Exercise brief: Of the entries below, return exactly those lines that fall between the one containing "Target: snow ridge line" and the one containing "Pick out the distant", the two end lines included.

Records from a collection:
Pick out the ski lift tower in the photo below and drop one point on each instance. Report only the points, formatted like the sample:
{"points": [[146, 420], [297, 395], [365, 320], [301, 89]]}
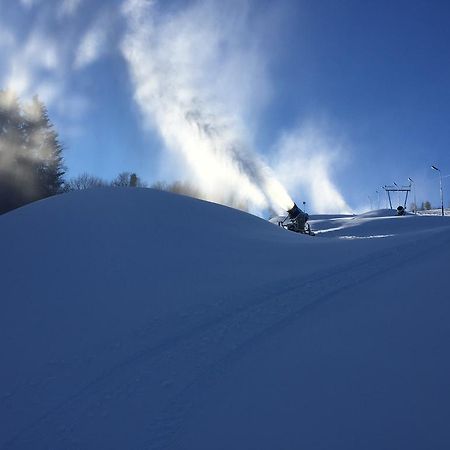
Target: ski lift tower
{"points": [[396, 188]]}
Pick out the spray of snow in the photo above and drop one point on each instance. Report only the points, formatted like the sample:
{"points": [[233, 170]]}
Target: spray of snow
{"points": [[304, 159], [193, 82]]}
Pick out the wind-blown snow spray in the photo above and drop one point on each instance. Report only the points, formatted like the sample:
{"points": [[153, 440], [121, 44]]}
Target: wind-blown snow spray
{"points": [[178, 69]]}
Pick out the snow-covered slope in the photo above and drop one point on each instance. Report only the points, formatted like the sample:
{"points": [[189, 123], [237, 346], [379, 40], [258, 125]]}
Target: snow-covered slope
{"points": [[137, 319]]}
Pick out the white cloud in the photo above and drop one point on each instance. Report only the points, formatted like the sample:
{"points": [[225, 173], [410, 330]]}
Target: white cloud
{"points": [[92, 45], [68, 8], [29, 3]]}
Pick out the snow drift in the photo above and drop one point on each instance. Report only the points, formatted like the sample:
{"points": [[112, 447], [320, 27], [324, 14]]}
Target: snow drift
{"points": [[132, 318]]}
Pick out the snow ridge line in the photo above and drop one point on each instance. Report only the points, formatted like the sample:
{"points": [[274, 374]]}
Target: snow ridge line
{"points": [[273, 310]]}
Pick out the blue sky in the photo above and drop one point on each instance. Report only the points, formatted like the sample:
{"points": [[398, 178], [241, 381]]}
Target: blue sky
{"points": [[338, 97]]}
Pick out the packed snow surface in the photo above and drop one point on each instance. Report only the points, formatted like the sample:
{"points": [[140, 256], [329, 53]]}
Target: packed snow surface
{"points": [[138, 319]]}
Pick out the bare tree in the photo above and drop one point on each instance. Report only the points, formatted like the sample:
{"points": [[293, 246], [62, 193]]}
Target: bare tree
{"points": [[84, 181]]}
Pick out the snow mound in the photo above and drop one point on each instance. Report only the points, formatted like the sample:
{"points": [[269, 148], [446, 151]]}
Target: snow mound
{"points": [[133, 318]]}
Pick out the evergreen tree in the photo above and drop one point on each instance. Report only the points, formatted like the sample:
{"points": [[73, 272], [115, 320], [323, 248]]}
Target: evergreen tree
{"points": [[31, 162]]}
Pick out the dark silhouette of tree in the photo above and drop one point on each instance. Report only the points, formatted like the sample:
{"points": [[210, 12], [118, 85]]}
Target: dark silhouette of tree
{"points": [[84, 181], [127, 179], [31, 162]]}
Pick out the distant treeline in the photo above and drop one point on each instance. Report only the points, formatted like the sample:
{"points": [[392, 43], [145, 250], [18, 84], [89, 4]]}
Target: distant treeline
{"points": [[31, 159], [31, 162]]}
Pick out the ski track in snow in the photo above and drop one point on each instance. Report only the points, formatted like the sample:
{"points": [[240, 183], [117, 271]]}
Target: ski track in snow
{"points": [[181, 365]]}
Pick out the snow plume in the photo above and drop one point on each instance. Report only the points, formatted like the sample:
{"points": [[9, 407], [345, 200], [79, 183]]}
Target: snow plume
{"points": [[195, 82], [304, 160]]}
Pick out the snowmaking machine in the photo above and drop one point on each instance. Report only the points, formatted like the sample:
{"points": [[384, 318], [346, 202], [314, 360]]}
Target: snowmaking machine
{"points": [[295, 221]]}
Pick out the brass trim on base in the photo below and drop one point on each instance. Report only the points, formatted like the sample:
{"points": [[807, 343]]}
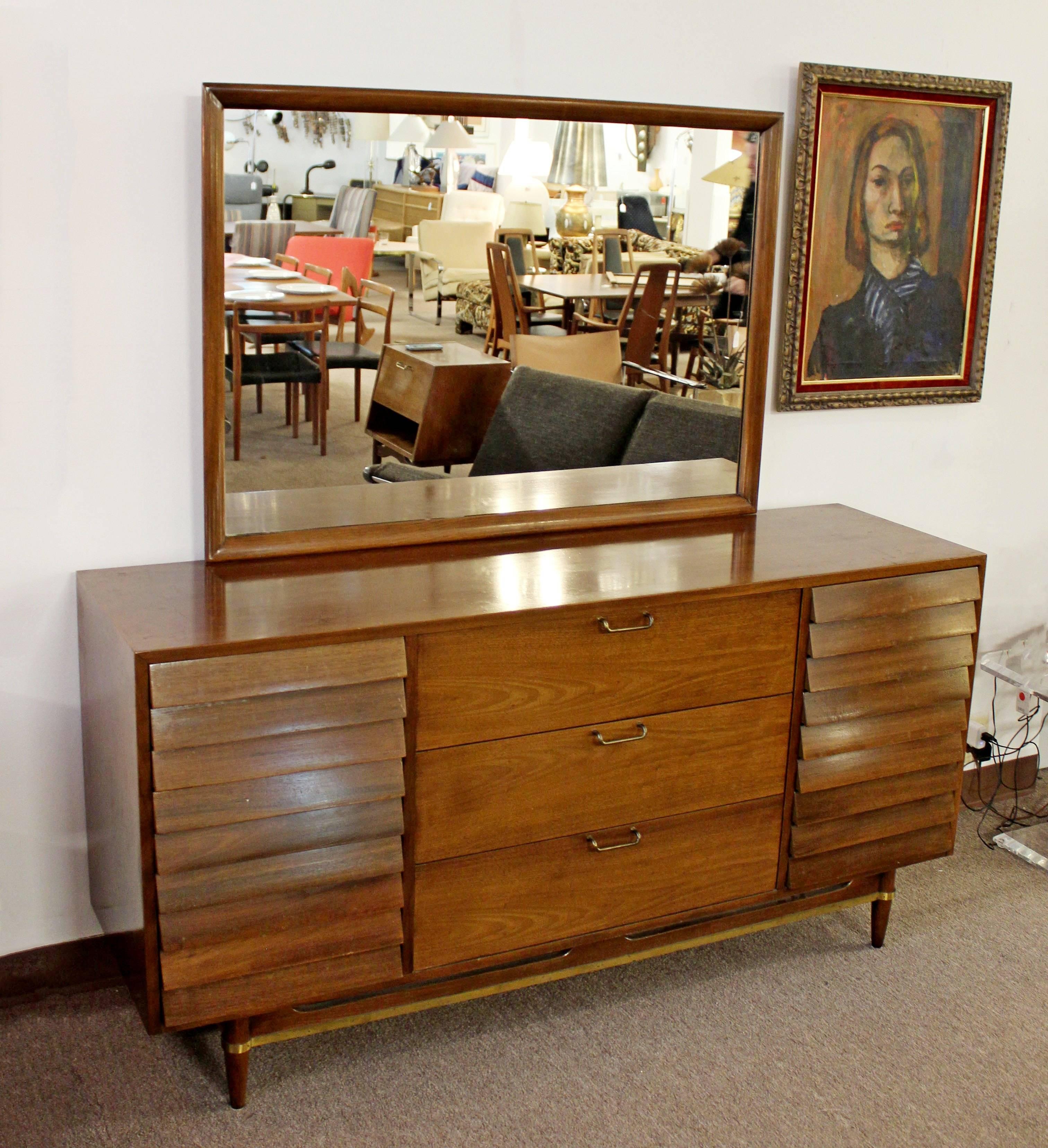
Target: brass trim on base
{"points": [[384, 1014]]}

Answer to the exercise:
Target: snow ridge line
{"points": [[273, 310]]}
Pick out the blue sky in the photo above and drop one point on each instance. Report only the points, formatted like the sample:
{"points": [[398, 178], [241, 381]]}
Target: blue sky
{"points": [[338, 97]]}
Pick out the packed snow surface in the photo above and drop one point on each instance. Report only the points, formatted like the sample:
{"points": [[140, 256], [329, 53]]}
Target: packed snow surface
{"points": [[138, 319]]}
Pick out the bare tree in the photo above and drop one point on each instance. Report only the points, formatted like the sample:
{"points": [[293, 246], [62, 193]]}
Target: bare tree
{"points": [[84, 181]]}
Pick out the snow mound in the photo above and drop one point on each instance. Report only the points, formatted like the sample:
{"points": [[269, 148], [446, 151]]}
Target: snow mound
{"points": [[133, 318]]}
Pick out the evergreen tree in the photo above and drop one point on each instance. Report only the points, formatted like the sample:
{"points": [[73, 272], [115, 320], [323, 248]]}
Target: evergreen tree
{"points": [[31, 162]]}
Pick out the dark silhouette of tree in the photo above and drop one point on each instance. Report only the points, formatted like the sample:
{"points": [[210, 12], [118, 85]]}
Target: dark silhouette of tree
{"points": [[84, 181], [127, 179], [31, 162]]}
Pick out the distant treeline in the photo above and drop one point on each instance. Report only the points, formatted like the sample:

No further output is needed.